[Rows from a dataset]

▼

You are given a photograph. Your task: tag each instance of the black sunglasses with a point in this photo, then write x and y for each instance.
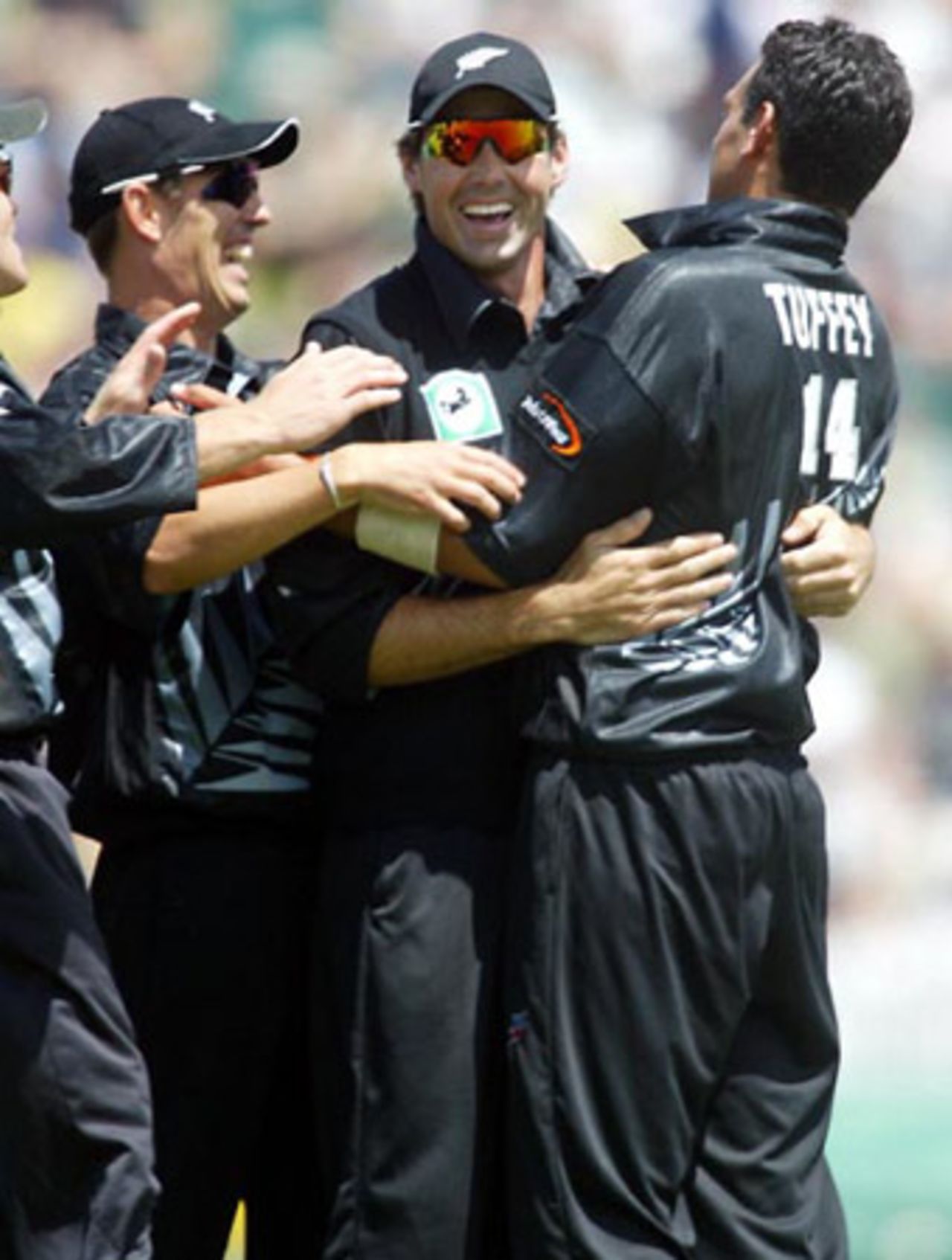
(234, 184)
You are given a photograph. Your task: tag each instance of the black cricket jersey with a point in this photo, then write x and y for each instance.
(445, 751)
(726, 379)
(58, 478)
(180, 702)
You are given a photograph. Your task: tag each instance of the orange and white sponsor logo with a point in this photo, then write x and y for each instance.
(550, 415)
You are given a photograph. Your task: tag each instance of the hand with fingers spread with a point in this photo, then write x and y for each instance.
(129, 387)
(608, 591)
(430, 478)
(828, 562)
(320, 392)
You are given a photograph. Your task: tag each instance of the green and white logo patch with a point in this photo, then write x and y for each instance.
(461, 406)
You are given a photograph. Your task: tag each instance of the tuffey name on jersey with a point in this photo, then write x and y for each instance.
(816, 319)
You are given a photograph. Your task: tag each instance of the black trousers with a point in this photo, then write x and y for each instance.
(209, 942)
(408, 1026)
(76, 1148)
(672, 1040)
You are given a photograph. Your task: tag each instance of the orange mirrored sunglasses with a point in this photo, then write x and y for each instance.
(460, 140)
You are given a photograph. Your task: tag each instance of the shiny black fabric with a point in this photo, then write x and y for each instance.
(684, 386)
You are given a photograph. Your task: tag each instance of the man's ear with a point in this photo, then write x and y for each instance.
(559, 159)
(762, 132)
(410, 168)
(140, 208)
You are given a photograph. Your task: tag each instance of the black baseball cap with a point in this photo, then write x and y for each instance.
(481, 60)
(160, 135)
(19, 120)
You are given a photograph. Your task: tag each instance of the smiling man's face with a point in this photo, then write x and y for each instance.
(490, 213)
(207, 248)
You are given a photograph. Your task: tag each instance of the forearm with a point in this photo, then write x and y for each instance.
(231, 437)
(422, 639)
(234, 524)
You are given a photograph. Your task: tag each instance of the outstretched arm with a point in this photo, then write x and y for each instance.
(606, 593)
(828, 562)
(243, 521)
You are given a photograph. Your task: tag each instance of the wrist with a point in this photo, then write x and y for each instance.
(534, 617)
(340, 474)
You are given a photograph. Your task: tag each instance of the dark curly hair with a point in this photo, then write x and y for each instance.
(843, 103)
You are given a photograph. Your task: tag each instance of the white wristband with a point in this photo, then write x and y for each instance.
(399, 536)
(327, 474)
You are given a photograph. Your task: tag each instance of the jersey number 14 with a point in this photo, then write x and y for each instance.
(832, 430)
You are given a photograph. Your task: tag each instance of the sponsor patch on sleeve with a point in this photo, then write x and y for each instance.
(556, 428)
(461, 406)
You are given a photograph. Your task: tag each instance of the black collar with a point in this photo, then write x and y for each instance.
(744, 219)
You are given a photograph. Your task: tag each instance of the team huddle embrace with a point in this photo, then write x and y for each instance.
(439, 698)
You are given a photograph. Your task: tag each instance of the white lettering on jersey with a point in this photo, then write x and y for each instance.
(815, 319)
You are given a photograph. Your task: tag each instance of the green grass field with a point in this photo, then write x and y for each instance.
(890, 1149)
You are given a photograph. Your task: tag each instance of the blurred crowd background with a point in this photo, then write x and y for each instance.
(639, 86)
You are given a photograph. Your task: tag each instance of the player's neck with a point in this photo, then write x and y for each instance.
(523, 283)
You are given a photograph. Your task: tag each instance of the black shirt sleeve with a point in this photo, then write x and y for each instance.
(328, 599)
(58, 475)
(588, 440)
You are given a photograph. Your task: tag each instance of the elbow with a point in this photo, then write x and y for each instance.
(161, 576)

▲
▼

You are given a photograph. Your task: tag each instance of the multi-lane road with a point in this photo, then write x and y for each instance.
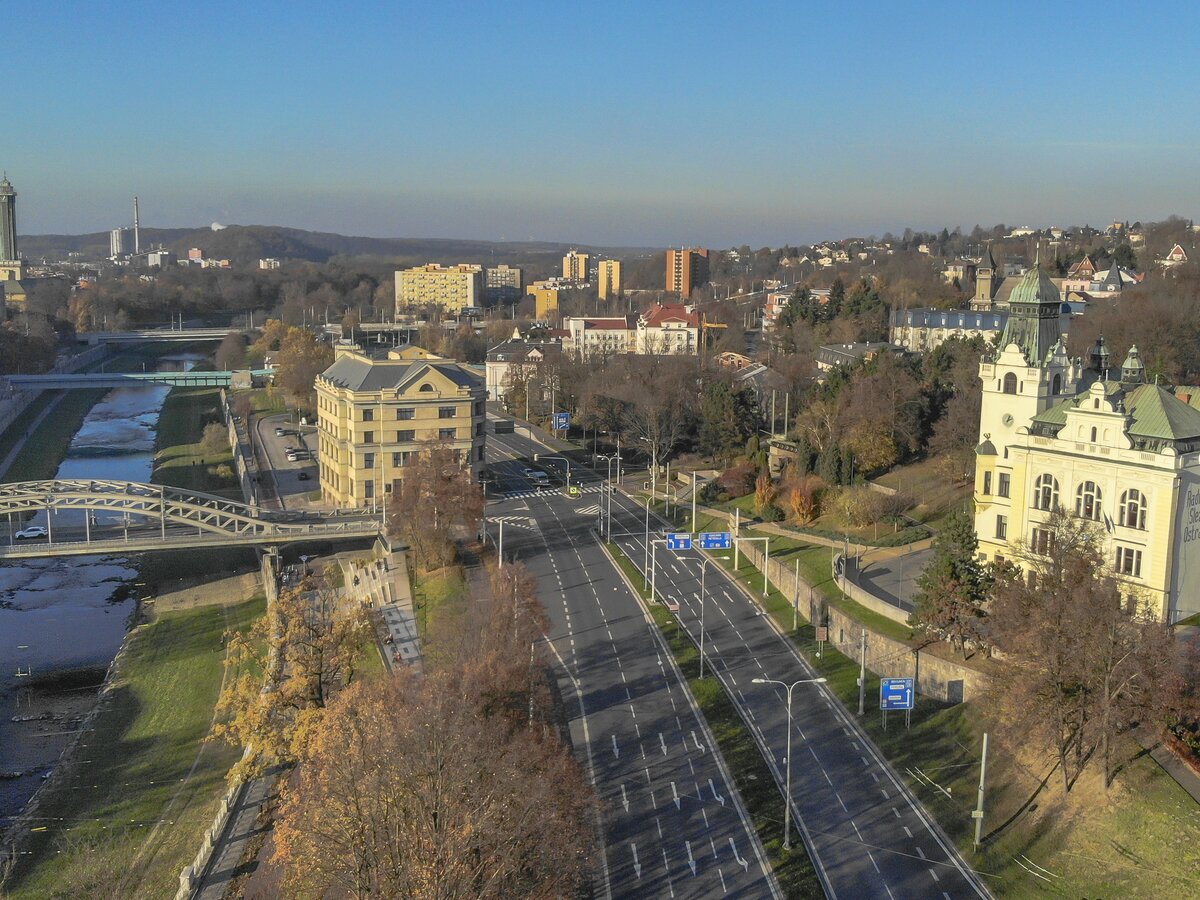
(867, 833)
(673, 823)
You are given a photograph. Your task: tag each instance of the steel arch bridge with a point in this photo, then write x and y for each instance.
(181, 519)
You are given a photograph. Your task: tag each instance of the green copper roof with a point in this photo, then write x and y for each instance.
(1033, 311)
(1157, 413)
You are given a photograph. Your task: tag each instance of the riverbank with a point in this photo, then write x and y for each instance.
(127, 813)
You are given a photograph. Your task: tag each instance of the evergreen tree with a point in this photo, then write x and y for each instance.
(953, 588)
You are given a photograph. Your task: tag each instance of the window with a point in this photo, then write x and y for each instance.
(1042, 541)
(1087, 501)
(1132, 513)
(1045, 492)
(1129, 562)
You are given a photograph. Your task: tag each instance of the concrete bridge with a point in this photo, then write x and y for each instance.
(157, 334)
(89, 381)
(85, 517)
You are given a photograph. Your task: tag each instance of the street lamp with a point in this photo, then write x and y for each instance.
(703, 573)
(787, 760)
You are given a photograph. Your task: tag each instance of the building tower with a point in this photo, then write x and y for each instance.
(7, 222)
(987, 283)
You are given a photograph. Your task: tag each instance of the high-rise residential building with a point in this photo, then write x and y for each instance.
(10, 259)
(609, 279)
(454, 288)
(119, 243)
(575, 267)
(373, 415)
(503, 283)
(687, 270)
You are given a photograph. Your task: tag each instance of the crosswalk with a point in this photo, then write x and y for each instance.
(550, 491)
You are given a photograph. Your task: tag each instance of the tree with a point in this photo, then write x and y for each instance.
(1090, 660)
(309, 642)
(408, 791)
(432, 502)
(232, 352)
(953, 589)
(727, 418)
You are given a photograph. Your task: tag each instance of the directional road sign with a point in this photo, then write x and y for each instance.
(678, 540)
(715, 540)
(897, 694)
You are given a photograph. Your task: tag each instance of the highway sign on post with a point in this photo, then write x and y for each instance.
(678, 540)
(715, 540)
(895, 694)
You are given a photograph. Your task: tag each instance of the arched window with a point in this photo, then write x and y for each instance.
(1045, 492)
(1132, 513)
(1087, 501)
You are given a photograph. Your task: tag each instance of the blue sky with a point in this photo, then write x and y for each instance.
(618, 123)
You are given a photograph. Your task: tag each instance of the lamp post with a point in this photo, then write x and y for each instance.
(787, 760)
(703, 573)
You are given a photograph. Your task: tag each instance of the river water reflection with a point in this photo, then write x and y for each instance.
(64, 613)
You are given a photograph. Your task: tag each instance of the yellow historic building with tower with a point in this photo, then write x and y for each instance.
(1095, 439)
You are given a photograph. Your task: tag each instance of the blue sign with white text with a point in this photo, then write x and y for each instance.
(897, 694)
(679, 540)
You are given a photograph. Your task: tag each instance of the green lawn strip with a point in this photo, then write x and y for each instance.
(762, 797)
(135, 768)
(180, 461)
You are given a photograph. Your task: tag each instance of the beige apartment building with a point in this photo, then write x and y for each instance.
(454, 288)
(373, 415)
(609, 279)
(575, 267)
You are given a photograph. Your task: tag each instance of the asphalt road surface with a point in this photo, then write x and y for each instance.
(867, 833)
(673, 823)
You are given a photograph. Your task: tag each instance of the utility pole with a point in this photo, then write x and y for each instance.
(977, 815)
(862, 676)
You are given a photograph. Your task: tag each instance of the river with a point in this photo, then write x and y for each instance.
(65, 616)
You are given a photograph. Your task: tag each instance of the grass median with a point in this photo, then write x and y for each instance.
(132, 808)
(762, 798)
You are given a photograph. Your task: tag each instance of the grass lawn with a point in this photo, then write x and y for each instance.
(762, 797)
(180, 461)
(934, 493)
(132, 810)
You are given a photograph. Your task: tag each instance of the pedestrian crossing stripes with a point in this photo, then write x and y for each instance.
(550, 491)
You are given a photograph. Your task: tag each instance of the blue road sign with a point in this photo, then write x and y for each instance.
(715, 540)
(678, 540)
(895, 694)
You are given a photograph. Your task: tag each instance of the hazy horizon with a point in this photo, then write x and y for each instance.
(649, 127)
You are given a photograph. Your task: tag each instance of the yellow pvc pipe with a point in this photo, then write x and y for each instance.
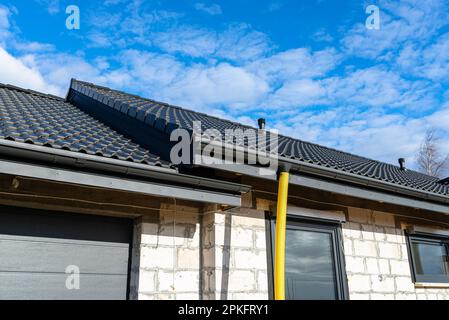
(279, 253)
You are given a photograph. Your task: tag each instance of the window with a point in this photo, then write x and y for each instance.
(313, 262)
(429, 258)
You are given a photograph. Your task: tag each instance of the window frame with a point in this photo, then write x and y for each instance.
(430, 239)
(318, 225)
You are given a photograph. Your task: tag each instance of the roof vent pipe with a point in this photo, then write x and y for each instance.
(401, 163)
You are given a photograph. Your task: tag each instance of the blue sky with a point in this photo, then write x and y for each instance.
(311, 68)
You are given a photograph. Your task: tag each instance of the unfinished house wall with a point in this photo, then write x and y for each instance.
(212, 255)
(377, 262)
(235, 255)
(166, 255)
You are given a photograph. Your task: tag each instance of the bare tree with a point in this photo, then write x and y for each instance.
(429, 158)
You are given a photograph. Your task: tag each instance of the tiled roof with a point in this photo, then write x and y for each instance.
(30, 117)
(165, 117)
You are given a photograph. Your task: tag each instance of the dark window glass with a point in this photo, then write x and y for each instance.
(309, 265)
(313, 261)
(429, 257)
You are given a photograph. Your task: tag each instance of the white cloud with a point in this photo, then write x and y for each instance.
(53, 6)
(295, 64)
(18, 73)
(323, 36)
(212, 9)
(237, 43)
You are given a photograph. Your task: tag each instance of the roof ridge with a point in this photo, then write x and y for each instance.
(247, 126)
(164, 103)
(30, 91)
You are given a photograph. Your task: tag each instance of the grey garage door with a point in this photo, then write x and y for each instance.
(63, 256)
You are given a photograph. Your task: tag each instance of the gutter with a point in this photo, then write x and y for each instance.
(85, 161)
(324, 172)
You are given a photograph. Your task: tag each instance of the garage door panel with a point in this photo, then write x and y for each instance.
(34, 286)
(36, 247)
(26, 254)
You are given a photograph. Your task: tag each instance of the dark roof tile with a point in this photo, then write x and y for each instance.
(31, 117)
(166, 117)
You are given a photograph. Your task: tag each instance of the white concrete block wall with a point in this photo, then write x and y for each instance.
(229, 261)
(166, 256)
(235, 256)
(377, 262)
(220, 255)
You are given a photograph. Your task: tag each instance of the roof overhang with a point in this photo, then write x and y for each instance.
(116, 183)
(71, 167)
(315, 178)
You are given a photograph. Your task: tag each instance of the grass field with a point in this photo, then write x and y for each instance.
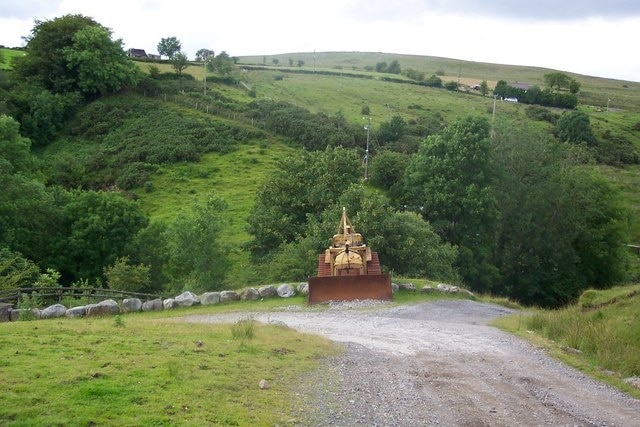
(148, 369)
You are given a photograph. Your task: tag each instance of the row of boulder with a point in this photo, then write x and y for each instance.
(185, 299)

▲

#### INSTRUCTIONS FOR THE TASK
Gather every line above that contains the word "tower" and copy each one out.

#### RESULT FOR THIS EXERCISE
You are given a photograph. Your task: tag each instance of the building tower with a point in this photo, then write x and y for each instance.
You are given a photograph. Your task: tag each instance of the yellow historic building with tower with a point in this photo, then write x and y for each instance.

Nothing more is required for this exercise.